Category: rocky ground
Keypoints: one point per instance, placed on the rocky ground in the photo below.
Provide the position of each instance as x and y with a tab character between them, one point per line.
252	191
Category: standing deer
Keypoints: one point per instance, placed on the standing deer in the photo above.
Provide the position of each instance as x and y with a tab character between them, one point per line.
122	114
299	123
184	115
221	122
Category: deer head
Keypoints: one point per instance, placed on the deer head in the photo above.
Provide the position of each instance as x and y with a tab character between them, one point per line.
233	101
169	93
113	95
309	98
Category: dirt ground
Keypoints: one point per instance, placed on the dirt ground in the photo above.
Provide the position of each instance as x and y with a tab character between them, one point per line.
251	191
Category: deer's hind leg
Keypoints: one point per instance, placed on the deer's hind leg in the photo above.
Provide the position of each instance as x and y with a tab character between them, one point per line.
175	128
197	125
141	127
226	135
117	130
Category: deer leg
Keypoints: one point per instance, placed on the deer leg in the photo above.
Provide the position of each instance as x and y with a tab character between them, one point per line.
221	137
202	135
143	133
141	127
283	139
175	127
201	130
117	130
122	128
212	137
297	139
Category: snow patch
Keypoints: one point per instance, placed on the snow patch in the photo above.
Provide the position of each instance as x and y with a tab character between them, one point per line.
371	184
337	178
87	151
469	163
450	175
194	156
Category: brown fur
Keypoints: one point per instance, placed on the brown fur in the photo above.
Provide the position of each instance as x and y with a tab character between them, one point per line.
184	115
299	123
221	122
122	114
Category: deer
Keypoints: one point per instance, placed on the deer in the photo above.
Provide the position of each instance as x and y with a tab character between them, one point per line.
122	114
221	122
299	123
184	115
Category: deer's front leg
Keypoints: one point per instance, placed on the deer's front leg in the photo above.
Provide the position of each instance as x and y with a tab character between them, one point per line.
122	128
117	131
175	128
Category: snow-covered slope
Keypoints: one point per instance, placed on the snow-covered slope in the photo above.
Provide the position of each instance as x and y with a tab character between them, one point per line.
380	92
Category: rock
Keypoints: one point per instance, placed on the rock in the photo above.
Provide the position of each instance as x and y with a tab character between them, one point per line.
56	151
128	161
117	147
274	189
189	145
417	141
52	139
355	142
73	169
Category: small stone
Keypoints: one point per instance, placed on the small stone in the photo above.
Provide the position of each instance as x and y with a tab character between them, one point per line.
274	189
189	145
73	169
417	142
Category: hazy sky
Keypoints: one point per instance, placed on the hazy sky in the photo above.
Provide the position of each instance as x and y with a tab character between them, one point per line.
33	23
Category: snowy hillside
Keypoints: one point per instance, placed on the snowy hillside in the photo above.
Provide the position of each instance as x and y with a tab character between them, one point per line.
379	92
---
**What the task asks:** Copy out all the entries again, replacing "tab character" with "single space" wherever it appears and leaving everything else as it is.

**Answer in full:**
Category: rocky ground
Keypoints: one point per instance, placed on the rocky ground in the photo below.
Provide the position of each instance as x and y with a single space between them, one point per line.
252	191
Category: standing deer
Keypoints: one point per instance, placed on the standing deer in the photo above.
Provide the position of each instance as x and y with a single space between them, one point per line.
122	114
299	123
184	115
221	122
Category: deer head
Keypoints: one point per instance, placed on the deer head in the photo above.
Provide the position of each instance as x and y with a single space between them, one point per line.
233	101
169	93
113	95
309	98
Category: dirt ground
Keypoints: one point per instance, placed on the dirt ground in the photo above.
Provide the position of each instance as x and y with a single space between them, one point per line.
251	191
Category: deer's hind leg
Keypoints: one point per instance, placed on the deer's hind leg in the photo above.
Provide the position of each instance as x and y with a single space between them, one point per line.
175	128
197	125
141	127
226	135
117	130
Category: deer leg
Keypoints: one point per instance, placed on the deer leg in the photo above.
Provide the position of each instance as x and y with a single space between them, one point per line.
221	137
202	135
143	133
141	127
283	139
175	127
201	130
117	130
122	128
212	137
297	139
Category: snow patch
Keypoints: one point per instance, placed on the snow patch in the photo above.
Provide the position of each instance as x and y with a single space between them, one point per line.
371	184
337	178
87	151
469	163
450	175
194	156
Category: brown fur
Keypoints: one point per instance, placed on the brown fur in the photo above.
Provide the position of each instance as x and y with a single space between them, one point per line.
184	115
299	123
221	122
122	114
Category: deer
Keypoints: one point per instance, placed on the deer in the photo above.
Provide the position of each instance as x and y with a single space between them, one point per line.
122	114
221	122
299	123
184	115
Category: deer's front leg
Keypoints: one point per instance, placed on the deer's front leg in the photo above.
Provide the position of each instance as x and y with a single space between them, one point per line.
122	128
117	131
175	128
Category: snow-covered slope
Keypoints: one point per instance, placed on the snow-covered slope in the photo above.
Provide the position of each instance as x and y with a single space between them, one point per line.
380	92
Category: rock
Keypoints: one point per instance, placed on the rock in the photo above.
Provide the position of each instance as x and y with a single space between them, one point per line.
56	151
128	161
117	147
274	189
189	145
417	141
52	139
355	142
73	169
Category: small stone
Keypoints: one point per instance, placed on the small stone in the photo above.
Provide the position of each instance as x and y with a single space between them, one point per line.
274	189
189	145
73	169
417	142
Category: hazy sky
Keypoints: one point per instance, placed on the hazy sky in the photo above.
Provide the position of each instance as x and y with a single space between them, one point per line.
33	23
Category: snowy hillside
Keypoints: one point per instance, placed on the snowy hillside in the photo above.
Provide the position of each instance as x and y with a single space between them, one point per line.
379	92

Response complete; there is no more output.